Pull out of the data below the stretch of lines bounded by the one containing "Query: blue barrel" and the one containing "the boy's dark", both bounds included, unchanged.

[Data records]
☆ ☆ ☆ ☆ ☆

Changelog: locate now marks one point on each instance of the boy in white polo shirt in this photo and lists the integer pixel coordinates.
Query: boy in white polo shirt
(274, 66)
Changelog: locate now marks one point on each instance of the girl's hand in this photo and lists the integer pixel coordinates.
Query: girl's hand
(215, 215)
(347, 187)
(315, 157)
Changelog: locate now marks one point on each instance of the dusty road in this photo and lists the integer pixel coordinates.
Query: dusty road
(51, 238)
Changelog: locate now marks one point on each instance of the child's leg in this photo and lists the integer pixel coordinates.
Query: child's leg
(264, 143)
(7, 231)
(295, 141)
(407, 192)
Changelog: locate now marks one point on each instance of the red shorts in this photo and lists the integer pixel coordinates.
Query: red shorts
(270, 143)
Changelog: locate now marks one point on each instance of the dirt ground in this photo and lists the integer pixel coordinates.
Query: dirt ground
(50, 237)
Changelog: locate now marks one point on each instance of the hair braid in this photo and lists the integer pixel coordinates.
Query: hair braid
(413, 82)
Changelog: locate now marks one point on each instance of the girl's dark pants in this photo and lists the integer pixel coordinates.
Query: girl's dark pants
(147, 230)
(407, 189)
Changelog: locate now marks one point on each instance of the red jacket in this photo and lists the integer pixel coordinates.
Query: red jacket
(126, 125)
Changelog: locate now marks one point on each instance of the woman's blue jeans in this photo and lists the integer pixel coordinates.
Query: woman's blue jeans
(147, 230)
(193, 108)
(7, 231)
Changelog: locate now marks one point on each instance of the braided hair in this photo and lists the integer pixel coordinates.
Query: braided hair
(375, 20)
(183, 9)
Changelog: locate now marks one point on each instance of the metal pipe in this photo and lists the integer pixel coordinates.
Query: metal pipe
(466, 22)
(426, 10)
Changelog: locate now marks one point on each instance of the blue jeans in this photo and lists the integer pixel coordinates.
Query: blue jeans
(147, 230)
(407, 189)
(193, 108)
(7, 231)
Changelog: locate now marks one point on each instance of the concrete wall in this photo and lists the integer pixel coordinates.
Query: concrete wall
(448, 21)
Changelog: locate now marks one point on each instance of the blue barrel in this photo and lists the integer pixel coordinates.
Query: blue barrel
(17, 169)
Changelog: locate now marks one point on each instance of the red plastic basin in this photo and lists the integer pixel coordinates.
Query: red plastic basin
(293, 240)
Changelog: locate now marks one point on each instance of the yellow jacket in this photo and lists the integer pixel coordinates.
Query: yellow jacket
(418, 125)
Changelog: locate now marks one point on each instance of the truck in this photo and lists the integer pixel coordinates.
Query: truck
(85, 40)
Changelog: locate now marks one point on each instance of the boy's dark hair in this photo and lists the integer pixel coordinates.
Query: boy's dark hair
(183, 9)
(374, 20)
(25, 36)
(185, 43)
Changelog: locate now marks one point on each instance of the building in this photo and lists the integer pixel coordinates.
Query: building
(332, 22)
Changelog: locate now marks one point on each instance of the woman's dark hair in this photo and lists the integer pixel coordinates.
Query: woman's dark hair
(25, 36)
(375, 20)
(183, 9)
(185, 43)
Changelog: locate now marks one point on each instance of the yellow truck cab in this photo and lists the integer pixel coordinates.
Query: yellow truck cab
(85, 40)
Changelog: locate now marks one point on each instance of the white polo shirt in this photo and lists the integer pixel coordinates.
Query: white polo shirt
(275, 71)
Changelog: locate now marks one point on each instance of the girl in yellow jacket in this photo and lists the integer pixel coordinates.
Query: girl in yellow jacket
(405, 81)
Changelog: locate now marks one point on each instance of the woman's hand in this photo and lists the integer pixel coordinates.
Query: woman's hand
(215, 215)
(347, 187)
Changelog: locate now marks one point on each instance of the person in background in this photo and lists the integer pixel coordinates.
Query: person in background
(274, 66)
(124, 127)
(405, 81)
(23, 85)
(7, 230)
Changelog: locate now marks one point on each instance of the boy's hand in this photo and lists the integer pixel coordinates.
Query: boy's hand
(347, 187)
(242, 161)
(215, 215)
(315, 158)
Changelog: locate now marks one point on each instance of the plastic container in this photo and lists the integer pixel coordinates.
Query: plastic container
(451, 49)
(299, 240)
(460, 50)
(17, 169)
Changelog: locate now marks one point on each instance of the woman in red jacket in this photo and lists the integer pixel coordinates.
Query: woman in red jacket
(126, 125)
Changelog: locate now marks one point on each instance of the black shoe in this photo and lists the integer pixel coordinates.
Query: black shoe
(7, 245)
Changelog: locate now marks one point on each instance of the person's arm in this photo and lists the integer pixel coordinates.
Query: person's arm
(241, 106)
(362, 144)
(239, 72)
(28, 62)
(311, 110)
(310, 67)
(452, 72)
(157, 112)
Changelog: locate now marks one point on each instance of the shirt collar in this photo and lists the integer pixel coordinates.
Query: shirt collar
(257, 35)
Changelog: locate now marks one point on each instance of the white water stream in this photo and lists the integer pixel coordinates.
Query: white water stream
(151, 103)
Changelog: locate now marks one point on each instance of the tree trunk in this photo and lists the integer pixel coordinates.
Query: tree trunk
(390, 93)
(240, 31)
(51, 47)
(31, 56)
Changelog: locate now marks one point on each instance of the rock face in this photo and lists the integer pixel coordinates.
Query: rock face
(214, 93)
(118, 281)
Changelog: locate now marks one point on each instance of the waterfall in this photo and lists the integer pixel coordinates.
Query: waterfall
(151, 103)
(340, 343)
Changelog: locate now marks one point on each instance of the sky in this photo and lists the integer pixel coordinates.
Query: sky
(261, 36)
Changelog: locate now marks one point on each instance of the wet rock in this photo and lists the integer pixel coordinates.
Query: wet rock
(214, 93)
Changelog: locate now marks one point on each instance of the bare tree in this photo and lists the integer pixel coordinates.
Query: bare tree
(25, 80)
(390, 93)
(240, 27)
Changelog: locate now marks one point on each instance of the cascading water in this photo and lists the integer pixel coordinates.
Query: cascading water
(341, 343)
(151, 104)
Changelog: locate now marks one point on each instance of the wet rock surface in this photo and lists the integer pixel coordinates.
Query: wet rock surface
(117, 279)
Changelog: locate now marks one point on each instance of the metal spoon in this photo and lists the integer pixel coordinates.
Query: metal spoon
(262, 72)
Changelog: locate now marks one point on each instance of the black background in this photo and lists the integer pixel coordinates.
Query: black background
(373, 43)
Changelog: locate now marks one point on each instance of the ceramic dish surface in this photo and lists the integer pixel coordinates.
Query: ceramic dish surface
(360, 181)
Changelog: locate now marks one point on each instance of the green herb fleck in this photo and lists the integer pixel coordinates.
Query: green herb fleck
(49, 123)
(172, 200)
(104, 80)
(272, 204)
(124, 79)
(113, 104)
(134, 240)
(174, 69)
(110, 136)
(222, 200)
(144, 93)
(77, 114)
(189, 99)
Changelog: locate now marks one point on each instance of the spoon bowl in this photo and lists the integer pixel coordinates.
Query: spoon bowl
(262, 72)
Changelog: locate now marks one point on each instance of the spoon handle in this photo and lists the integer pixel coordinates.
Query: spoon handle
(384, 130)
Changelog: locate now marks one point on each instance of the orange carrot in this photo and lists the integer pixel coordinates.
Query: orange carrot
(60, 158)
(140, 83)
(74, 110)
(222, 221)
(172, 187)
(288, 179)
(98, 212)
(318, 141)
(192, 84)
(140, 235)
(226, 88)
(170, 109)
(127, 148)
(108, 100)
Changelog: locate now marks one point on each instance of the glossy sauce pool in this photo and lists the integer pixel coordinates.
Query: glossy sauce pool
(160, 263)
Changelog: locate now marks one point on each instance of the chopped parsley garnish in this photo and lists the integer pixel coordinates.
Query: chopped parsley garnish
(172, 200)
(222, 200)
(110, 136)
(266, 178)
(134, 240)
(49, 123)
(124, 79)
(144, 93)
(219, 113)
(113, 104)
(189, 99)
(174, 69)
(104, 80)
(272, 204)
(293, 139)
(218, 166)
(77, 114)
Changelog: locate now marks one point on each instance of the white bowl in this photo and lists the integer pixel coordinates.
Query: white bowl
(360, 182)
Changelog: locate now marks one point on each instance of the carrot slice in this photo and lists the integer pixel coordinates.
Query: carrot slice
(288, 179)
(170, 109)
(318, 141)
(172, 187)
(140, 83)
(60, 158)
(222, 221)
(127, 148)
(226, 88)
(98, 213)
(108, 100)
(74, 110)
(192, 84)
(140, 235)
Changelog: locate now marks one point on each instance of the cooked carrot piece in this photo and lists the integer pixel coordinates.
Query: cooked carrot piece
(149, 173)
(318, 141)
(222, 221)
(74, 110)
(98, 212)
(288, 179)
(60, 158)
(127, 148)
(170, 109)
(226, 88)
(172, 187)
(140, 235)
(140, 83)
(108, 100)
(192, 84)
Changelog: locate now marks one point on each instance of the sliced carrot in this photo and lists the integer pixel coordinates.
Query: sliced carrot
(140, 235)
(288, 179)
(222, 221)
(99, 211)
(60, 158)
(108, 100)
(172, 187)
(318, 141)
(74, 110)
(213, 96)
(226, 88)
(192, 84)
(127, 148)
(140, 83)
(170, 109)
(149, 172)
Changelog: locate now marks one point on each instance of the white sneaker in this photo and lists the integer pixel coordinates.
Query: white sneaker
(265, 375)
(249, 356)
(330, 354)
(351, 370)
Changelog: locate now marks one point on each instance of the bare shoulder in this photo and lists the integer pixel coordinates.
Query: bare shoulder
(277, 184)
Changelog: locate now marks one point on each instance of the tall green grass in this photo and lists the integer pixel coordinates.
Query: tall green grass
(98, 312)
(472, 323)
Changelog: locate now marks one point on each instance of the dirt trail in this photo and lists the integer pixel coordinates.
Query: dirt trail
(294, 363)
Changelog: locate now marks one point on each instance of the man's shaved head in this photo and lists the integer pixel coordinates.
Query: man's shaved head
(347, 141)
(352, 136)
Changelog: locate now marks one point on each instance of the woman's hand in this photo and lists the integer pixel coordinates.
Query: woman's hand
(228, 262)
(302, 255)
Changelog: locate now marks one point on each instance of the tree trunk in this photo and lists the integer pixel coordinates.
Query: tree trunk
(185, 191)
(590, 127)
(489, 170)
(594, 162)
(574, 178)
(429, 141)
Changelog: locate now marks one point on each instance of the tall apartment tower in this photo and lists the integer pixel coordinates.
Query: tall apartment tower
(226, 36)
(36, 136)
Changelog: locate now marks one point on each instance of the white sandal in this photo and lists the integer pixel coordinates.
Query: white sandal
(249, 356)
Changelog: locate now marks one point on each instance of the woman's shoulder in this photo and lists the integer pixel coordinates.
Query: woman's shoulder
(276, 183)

☆ ☆ ☆ ☆ ☆

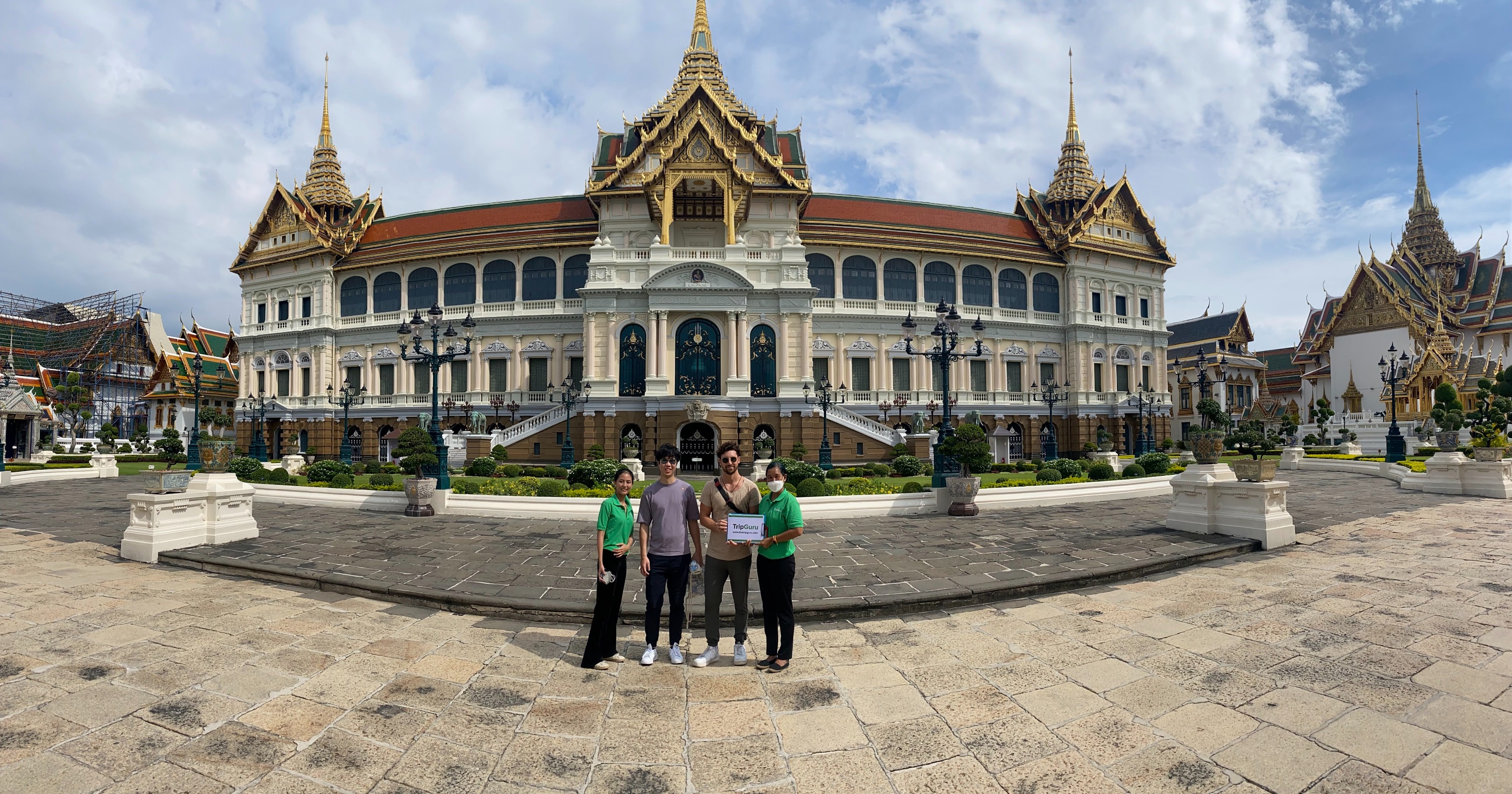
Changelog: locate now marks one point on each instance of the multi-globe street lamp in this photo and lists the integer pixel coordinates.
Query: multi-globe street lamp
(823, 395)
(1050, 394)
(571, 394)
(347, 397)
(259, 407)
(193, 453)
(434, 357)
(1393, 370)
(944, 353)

☆ ☆ ☆ ☆ ☆

PROBLEM SOLUTION:
Query: blue barrel
(17, 169)
Changelog: locate now marks one point on each instance of the red plastic basin in this photo and lists the integer pixel coordinates.
Query: red plastic basin
(293, 240)
Changelog: locate now marks one point on each instance of the yellow jacket in this photo and lists the integer pixel coordinates.
Query: yellow jacket
(418, 125)
Changelog: locate now marks one point on each instance of the truck in this photo and lists the integer pixel coordinates.
Query: truck
(85, 40)
Changelog: locate now marks one point on each instance of the boy's dark hair in this photo and lists the integer pixel coordinates.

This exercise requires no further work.